Your task
Your reply is to be the lines below, exactly as written, with images omitted.

(Records from a data collection)
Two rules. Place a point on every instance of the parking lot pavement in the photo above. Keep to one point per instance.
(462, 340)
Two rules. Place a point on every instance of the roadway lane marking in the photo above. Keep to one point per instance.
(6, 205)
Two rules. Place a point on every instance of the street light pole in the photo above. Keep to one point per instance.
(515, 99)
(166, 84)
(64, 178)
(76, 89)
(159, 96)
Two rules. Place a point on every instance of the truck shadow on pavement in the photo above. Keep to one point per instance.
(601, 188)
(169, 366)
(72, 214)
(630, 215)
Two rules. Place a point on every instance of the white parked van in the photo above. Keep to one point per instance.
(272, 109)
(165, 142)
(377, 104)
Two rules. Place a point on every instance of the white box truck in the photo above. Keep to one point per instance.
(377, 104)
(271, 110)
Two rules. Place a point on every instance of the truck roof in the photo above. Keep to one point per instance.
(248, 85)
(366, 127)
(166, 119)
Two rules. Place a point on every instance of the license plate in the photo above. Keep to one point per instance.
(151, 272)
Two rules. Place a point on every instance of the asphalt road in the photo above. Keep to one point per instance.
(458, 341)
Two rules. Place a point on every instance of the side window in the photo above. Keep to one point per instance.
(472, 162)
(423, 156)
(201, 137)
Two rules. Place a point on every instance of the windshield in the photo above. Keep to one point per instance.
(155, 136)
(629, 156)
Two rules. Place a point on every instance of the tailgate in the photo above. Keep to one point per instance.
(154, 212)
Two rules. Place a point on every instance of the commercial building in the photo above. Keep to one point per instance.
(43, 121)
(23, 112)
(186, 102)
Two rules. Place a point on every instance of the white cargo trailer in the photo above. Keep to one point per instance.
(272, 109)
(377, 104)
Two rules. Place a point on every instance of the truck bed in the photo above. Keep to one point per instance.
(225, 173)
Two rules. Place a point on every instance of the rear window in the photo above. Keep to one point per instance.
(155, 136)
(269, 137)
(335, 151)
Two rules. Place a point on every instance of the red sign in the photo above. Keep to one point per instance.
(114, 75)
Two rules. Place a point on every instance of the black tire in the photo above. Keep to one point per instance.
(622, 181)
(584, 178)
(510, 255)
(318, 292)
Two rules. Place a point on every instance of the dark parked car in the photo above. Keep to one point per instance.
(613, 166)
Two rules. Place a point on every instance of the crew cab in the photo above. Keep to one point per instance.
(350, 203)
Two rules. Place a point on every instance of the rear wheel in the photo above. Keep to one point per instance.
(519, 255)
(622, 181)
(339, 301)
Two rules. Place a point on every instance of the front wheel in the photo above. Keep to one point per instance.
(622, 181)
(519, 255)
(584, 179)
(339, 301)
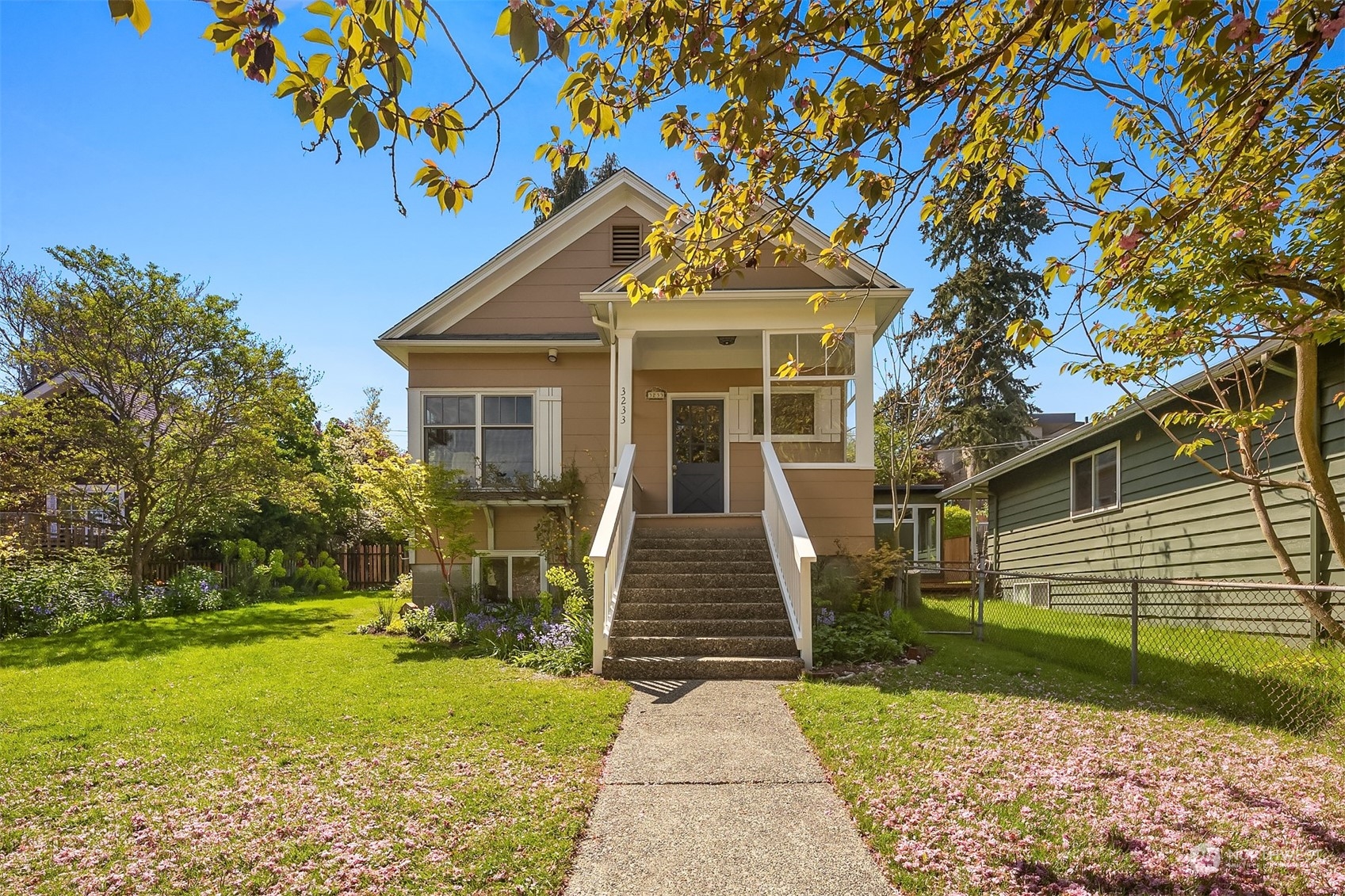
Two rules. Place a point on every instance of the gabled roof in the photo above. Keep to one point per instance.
(1258, 354)
(140, 406)
(530, 250)
(858, 273)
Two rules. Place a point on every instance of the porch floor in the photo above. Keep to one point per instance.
(712, 788)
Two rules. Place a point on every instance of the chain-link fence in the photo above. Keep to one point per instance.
(1256, 651)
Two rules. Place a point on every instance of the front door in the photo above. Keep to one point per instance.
(698, 455)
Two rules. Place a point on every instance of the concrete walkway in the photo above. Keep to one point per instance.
(712, 788)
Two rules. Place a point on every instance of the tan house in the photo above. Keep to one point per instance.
(727, 479)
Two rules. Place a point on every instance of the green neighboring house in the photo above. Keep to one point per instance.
(1113, 498)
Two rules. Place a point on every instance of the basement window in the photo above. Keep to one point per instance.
(627, 244)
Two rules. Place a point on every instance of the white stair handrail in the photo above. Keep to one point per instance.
(611, 545)
(791, 551)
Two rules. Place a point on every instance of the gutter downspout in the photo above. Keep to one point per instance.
(609, 327)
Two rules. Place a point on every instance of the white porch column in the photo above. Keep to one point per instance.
(625, 400)
(864, 397)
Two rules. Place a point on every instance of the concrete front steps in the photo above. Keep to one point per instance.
(700, 599)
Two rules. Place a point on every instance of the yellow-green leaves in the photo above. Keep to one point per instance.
(443, 125)
(135, 11)
(519, 23)
(451, 194)
(1028, 334)
(364, 127)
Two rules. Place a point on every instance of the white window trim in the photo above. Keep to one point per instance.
(862, 379)
(821, 414)
(546, 423)
(911, 518)
(478, 578)
(1095, 512)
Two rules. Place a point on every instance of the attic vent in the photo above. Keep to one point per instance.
(627, 245)
(1032, 593)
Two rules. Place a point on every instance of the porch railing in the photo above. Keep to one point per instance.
(611, 545)
(791, 549)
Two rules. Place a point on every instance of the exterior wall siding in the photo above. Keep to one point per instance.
(583, 379)
(835, 505)
(1177, 520)
(548, 298)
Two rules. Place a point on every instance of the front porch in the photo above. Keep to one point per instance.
(740, 451)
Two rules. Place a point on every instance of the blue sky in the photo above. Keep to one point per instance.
(158, 148)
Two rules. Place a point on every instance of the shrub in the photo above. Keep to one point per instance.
(957, 521)
(319, 578)
(52, 597)
(190, 589)
(420, 623)
(564, 647)
(385, 610)
(860, 638)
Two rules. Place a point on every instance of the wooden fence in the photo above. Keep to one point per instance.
(364, 566)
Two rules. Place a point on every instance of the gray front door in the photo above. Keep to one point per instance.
(698, 455)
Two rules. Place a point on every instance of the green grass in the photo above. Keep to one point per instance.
(269, 749)
(993, 771)
(1240, 677)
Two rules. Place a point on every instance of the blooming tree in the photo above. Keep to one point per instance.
(420, 502)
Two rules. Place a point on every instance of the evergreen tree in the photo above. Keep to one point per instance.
(992, 284)
(569, 185)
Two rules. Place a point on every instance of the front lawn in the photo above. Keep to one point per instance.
(268, 749)
(989, 771)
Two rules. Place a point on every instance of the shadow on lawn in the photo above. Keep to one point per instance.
(152, 637)
(1296, 707)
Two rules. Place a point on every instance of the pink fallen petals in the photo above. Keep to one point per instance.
(303, 822)
(1028, 797)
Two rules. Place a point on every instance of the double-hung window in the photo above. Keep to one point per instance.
(487, 437)
(810, 414)
(920, 532)
(1095, 481)
(511, 576)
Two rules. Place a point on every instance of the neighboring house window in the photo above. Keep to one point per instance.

Finished task
Two rules. Place a point on every instance of the parking lot pavement in the photo above. Keep to one point per instance.
(462, 340)
Two rules. Place a point on every instance of the roadway lane marking in the photo above. Keep to one point per instance.
(6, 205)
Two rules. Place a point on every instance of the street light pole in the photo above. Keep to one point per instance.
(515, 99)
(166, 84)
(64, 178)
(76, 89)
(159, 96)
Two rules. Place a point on every instance of the truck shadow on pavement in the photo above. Keep to one point per instance.
(601, 188)
(169, 366)
(72, 214)
(630, 215)
Two rules. Place a point on every instance of the white parked van in the photo above. Keep to one point per instance.
(272, 109)
(165, 142)
(377, 104)
Two rules. Place a point on every instance of the white box truck in the photo above. Keep to one point per instance.
(377, 104)
(271, 110)
Two rules. Place a point on every instance of the truck roof in the photo above. Keep to one point per instance.
(248, 85)
(366, 127)
(166, 119)
Two rules. Place a point on every instance of the license plate in the photo above. Keep to one point per instance.
(151, 272)
Two rules. Place a point on every instance of the asphalt road in the photo above. Keep to one point per instance.
(458, 341)
Two rules. Place a point on every instance of the side window in the photo above. Keep to one point per instance.
(472, 162)
(423, 156)
(201, 137)
Two rules. Place a point on every instance of the windshield in the photo above. Keep to one point per instance.
(155, 136)
(629, 156)
Two rules. Place a point on every instance of the tailgate in the photo above. Keep to one point per instance.
(154, 212)
Two rules. Place a point on every instance of the commercial building in the photo above. Keep to one point per instance.
(43, 121)
(23, 112)
(186, 102)
Two rules. Place a point on every instance of the white cargo trailer in the photo above. Keep to one point per instance.
(272, 109)
(377, 104)
Two rules. Place a point on every instance of the truck bed in the photo above. Keep to one point per instance.
(225, 173)
Two rules. Place a point on every instance of the rear window in the photo above. Keep to one point per instance.
(155, 136)
(269, 137)
(335, 151)
Two rules. Place a point on every instance of the red sign in the photo above. Keep to one point per instance.
(114, 75)
Two rules. Place a point on every instance of the black tire in the photo above. Keep to one point per instance.
(622, 181)
(584, 178)
(510, 255)
(318, 292)
Two rules. Place a point on every instance of the dark parked car in the photo above. Keep to one point per instance.
(613, 166)
Two rules. Place a point on every instance of the crew cab in the photo above. Keep to one point per instance.
(350, 203)
Two rules. Place a point on every instance of the rear wheel in the photo above. Keep to one point per instance.
(519, 255)
(622, 181)
(339, 301)
Two rules. Place a point on every instance of the front wheel in the photo above. Keep to one point per instance.
(622, 181)
(519, 255)
(584, 179)
(339, 301)
Two rules. Place a point on every instance of the gabled roof in the photo above. Keep to one point per instance.
(1258, 354)
(140, 406)
(530, 250)
(858, 273)
Two rules. Place a point on every instance of the porch floor in the photo above. Keep to one point per instance.
(712, 788)
Two rules. Place a point on every instance of the chain-link fence in the photo above. Keep to one point per instance.
(1256, 651)
Two rules. Place a point on every instance of the front door in the photo above. Keep to one point per instance.
(698, 455)
Two rules. Place a point on every instance of the concrete walkway in the photo above. Keep to one point per instance.
(712, 788)
Two rules. Place a point on every instance of the tan house in the photo above. Keep to one point per instance.
(727, 479)
Two rules. Place a point on every instance of the green neighboring house in the photo above. Keep to one point per instance.
(1113, 498)
Two rules. Place a point on every instance of the basement window in the photo above. Keep to one point per instance.
(627, 244)
Two rules. Place a point on every instance of the white stair handrail in the photo above. Keep to one point per instance.
(611, 545)
(791, 551)
Two rules. Place a point on every instance of the gutter downspout in the photo above. Keep to one point per instance.
(609, 327)
Two rules. Place a point on every instance of the white porch column in the photo above. Keep to one point per instance.
(625, 400)
(864, 397)
Two rules. Place a point on every instance of the concrete front steps in the photo above. Keep to one point per instance.
(700, 599)
Two rules. Place a point on every instance of the yellow-green leaves in the photo above. Keep to one point per instance.
(443, 125)
(135, 11)
(519, 23)
(451, 194)
(1028, 334)
(364, 127)
Two rules. Place a point on every instance of the white window trim in the photo above. Keep to one point per instance.
(862, 379)
(821, 414)
(546, 423)
(911, 518)
(478, 578)
(1095, 512)
Two rules. Place a point on every instance of the attic vent in the photo above. Keep to one point per instance.
(627, 245)
(1032, 593)
Two rules. Place a point on every instance of the porch railing in the photo above. Keep to one point per instance.
(611, 545)
(791, 549)
Two rules. Place a point on every instance of the exterior wall siding in the photo above. Keep to one point per instance.
(583, 379)
(835, 505)
(1177, 520)
(548, 298)
Two rules. Place a point on every instance of the front porch in the photo above. Keep to one point per instance.
(740, 451)
Two rules. Place a point on every instance of the blue sky in the photo above. Keep to one point per instance.
(158, 148)
Two rules. Place a point on every instance of the shrub in the photo above. Keep to one point per instance.
(957, 521)
(319, 578)
(52, 597)
(190, 589)
(420, 623)
(564, 647)
(385, 610)
(860, 638)
Two rules. Place a point on every instance of the wooden fence in the photo above. Keep to one point per instance.
(364, 566)
Two rules. Place a point on every instance of the gray front door in the photo above. Keep to one point per instance.
(698, 455)
Two rules. Place a point on every instance of the green grass in the photo above. Keep to one point per instance.
(269, 749)
(993, 771)
(1240, 677)
Two rules. Place a point on every instance of the blooming tree in the photo above. Keep to one point per instance.
(420, 502)
Two rules. Place a point on every instance of the evergreen tree in the photo above. Keep to one point per instance.
(992, 284)
(569, 185)
Two rules. Place a point on every instance of the front lawn in the photo above. Keep to one point per instance.
(268, 749)
(989, 771)
Two rules. Place a point on every instance of the shadow on lawn in the photo above. Keep to one point per instance.
(152, 637)
(1296, 707)
Two rules. Place a point on every instance of the pink fallen petals in the photo above. Keep to one point per instance.
(303, 822)
(1028, 797)
Two rules. Place a point on every instance of the double-hung window in the photo above. Keep to one point per instance.
(487, 437)
(810, 414)
(920, 532)
(1095, 481)
(511, 576)
Two rules. Place a point on every instance of the neighboring house window in the photo above. Keep to one point per instance.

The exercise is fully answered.